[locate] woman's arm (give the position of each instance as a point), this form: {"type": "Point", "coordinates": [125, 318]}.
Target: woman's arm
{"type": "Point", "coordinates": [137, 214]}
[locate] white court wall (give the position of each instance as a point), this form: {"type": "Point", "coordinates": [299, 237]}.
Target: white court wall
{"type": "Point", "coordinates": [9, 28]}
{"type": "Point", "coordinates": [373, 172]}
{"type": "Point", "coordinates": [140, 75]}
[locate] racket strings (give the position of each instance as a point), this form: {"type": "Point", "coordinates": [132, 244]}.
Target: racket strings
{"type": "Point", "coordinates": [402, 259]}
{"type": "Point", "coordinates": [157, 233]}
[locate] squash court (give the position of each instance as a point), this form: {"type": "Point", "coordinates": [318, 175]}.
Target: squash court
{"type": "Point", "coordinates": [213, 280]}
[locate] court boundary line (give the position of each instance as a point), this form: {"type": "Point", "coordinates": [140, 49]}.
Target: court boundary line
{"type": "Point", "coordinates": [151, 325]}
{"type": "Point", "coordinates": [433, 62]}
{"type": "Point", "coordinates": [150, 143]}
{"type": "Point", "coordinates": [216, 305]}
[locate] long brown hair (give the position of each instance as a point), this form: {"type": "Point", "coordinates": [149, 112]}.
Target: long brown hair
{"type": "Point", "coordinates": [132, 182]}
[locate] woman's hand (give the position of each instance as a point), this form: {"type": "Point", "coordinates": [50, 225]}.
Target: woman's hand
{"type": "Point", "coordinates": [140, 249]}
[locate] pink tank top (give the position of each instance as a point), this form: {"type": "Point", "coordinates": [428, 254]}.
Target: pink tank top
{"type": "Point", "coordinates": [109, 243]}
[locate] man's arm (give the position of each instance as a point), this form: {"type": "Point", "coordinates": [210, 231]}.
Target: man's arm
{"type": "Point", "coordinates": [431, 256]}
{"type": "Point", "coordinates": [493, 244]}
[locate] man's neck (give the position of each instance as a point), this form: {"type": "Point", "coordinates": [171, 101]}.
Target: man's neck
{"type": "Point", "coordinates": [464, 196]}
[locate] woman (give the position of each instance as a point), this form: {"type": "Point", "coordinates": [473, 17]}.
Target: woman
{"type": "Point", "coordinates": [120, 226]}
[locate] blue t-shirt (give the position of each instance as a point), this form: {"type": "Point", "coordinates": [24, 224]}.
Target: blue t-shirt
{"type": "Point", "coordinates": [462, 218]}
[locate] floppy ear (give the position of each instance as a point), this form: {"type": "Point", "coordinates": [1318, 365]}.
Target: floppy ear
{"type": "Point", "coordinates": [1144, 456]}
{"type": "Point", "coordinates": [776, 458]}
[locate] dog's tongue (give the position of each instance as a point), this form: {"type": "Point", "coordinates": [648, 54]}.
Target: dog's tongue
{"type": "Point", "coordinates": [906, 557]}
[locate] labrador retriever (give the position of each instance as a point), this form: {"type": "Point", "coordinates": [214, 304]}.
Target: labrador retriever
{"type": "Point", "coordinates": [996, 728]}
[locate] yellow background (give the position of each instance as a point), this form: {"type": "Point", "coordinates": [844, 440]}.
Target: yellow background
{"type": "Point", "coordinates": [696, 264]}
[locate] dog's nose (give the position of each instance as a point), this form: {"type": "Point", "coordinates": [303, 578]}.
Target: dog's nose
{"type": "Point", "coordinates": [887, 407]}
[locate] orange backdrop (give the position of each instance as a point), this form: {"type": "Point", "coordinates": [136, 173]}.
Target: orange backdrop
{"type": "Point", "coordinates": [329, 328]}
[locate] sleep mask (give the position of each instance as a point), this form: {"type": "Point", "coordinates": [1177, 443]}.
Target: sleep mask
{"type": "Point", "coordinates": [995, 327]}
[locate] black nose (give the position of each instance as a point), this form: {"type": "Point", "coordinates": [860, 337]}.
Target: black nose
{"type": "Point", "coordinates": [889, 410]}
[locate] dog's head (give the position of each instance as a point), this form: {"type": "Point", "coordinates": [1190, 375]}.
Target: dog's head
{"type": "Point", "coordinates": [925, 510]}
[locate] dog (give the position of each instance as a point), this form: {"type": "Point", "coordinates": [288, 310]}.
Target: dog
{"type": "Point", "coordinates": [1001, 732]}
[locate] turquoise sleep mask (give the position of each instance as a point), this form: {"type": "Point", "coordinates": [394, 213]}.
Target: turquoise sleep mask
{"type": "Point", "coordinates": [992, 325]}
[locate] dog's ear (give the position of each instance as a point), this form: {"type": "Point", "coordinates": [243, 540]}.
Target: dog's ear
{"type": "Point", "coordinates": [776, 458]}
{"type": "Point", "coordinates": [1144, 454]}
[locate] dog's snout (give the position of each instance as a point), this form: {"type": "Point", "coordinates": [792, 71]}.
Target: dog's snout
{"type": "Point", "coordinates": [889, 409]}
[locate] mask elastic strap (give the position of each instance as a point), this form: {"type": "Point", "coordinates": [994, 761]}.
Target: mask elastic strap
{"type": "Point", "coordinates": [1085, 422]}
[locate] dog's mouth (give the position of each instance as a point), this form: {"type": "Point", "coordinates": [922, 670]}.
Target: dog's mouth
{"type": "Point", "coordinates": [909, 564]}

☆ ☆ ☆ ☆ ☆

**WORK REQUIRED:**
Reproduce all of the records exactly.

**RESULT:**
[locate] woman's arm (give the position of each instance as a point), this form: {"type": "Point", "coordinates": [125, 318]}.
Target: woman's arm
{"type": "Point", "coordinates": [137, 214]}
[locate] white court wall (give the position of each instance as a point), this form: {"type": "Point", "coordinates": [299, 237]}.
Target: white court wall
{"type": "Point", "coordinates": [9, 28]}
{"type": "Point", "coordinates": [373, 172]}
{"type": "Point", "coordinates": [140, 75]}
[locate] racket strings (give the position of each instance as a point), this form: {"type": "Point", "coordinates": [132, 244]}.
Target: racket strings
{"type": "Point", "coordinates": [402, 259]}
{"type": "Point", "coordinates": [157, 233]}
[locate] squash court (give the position of each instance as a point), this form: {"type": "Point", "coordinates": [318, 175]}.
Target: squash court
{"type": "Point", "coordinates": [213, 280]}
[locate] court boundary line (give the position of each instance as a point), this form: {"type": "Point", "coordinates": [140, 49]}.
Target: court boundary line
{"type": "Point", "coordinates": [151, 325]}
{"type": "Point", "coordinates": [433, 62]}
{"type": "Point", "coordinates": [150, 143]}
{"type": "Point", "coordinates": [216, 305]}
[locate] long brown hair (give the position of each instance as a point), this form: {"type": "Point", "coordinates": [149, 112]}.
Target: long brown hair
{"type": "Point", "coordinates": [132, 182]}
[locate] woman's hand (give the position of each instance as a point), this form: {"type": "Point", "coordinates": [50, 225]}.
Target: woman's hand
{"type": "Point", "coordinates": [140, 249]}
[locate] pink tank top (give the position of each instance as a point), this form: {"type": "Point", "coordinates": [428, 254]}.
Target: pink tank top
{"type": "Point", "coordinates": [109, 243]}
[locate] man's arm (give the position of each instance as a point), this form: {"type": "Point", "coordinates": [210, 231]}.
Target: man's arm
{"type": "Point", "coordinates": [431, 256]}
{"type": "Point", "coordinates": [493, 244]}
[locate] man's neck (give the position of each instance as a point), this form: {"type": "Point", "coordinates": [171, 101]}.
Target: man's neck
{"type": "Point", "coordinates": [464, 196]}
[locate] woman (give the position of each instance as a point), this form: {"type": "Point", "coordinates": [473, 17]}.
Target: woman
{"type": "Point", "coordinates": [120, 226]}
[locate] blue t-shirt (give the position of each instance as a point), this form: {"type": "Point", "coordinates": [24, 224]}.
Target: blue t-shirt
{"type": "Point", "coordinates": [462, 218]}
[locate] floppy ear (give the position of each instance as a point), this form: {"type": "Point", "coordinates": [1318, 365]}.
Target: floppy ear
{"type": "Point", "coordinates": [1144, 456]}
{"type": "Point", "coordinates": [776, 458]}
[locate] dog's tongue (give the position of each instance as a point), this form: {"type": "Point", "coordinates": [648, 54]}.
Target: dog's tongue
{"type": "Point", "coordinates": [906, 557]}
[locate] labrador retriever (give the position of each instance as a point), this form: {"type": "Point", "coordinates": [214, 304]}.
Target: labrador retriever
{"type": "Point", "coordinates": [996, 728]}
[locate] yellow background (give the position of each instance as a point), this form: {"type": "Point", "coordinates": [844, 440]}.
Target: yellow background
{"type": "Point", "coordinates": [696, 264]}
[locate] dog's nose (give the position of each instance as a point), this form: {"type": "Point", "coordinates": [303, 578]}.
Target: dog's nose
{"type": "Point", "coordinates": [887, 407]}
[locate] orange backdrop (give the position of each instance as a point), this form: {"type": "Point", "coordinates": [136, 173]}.
Target: orange backdrop
{"type": "Point", "coordinates": [329, 328]}
[locate] sleep mask (give the position of each instance as a point), this form: {"type": "Point", "coordinates": [1177, 443]}.
Target: sleep mask
{"type": "Point", "coordinates": [995, 327]}
[locate] black nose (give the position of each instance as a point), this form: {"type": "Point", "coordinates": [860, 337]}.
Target: black nose
{"type": "Point", "coordinates": [889, 410]}
[locate] dog's head (give the position of each instance as a point), this form: {"type": "Point", "coordinates": [1190, 375]}.
Target: dog's head
{"type": "Point", "coordinates": [925, 510]}
[locate] dog (give the position of each instance as a point), this form: {"type": "Point", "coordinates": [288, 310]}.
Target: dog
{"type": "Point", "coordinates": [1001, 732]}
[locate] turquoise sleep mask (give the position of each instance as a point), this form: {"type": "Point", "coordinates": [394, 213]}.
Target: turquoise sleep mask
{"type": "Point", "coordinates": [992, 325]}
[locate] dog's ear (give the position of each instance as a point), this form: {"type": "Point", "coordinates": [243, 540]}.
Target: dog's ear
{"type": "Point", "coordinates": [776, 458]}
{"type": "Point", "coordinates": [1144, 454]}
[locate] dog's snout (give the position of each instance as a point), this form: {"type": "Point", "coordinates": [792, 71]}.
Target: dog's snout
{"type": "Point", "coordinates": [889, 409]}
[locate] mask elastic strap (give the position of each instance as a point), this form: {"type": "Point", "coordinates": [994, 761]}.
Target: mask elastic strap
{"type": "Point", "coordinates": [1085, 422]}
[locate] dog's mouth (give the position of each instance as a point), this form: {"type": "Point", "coordinates": [922, 670]}.
Target: dog's mouth
{"type": "Point", "coordinates": [909, 564]}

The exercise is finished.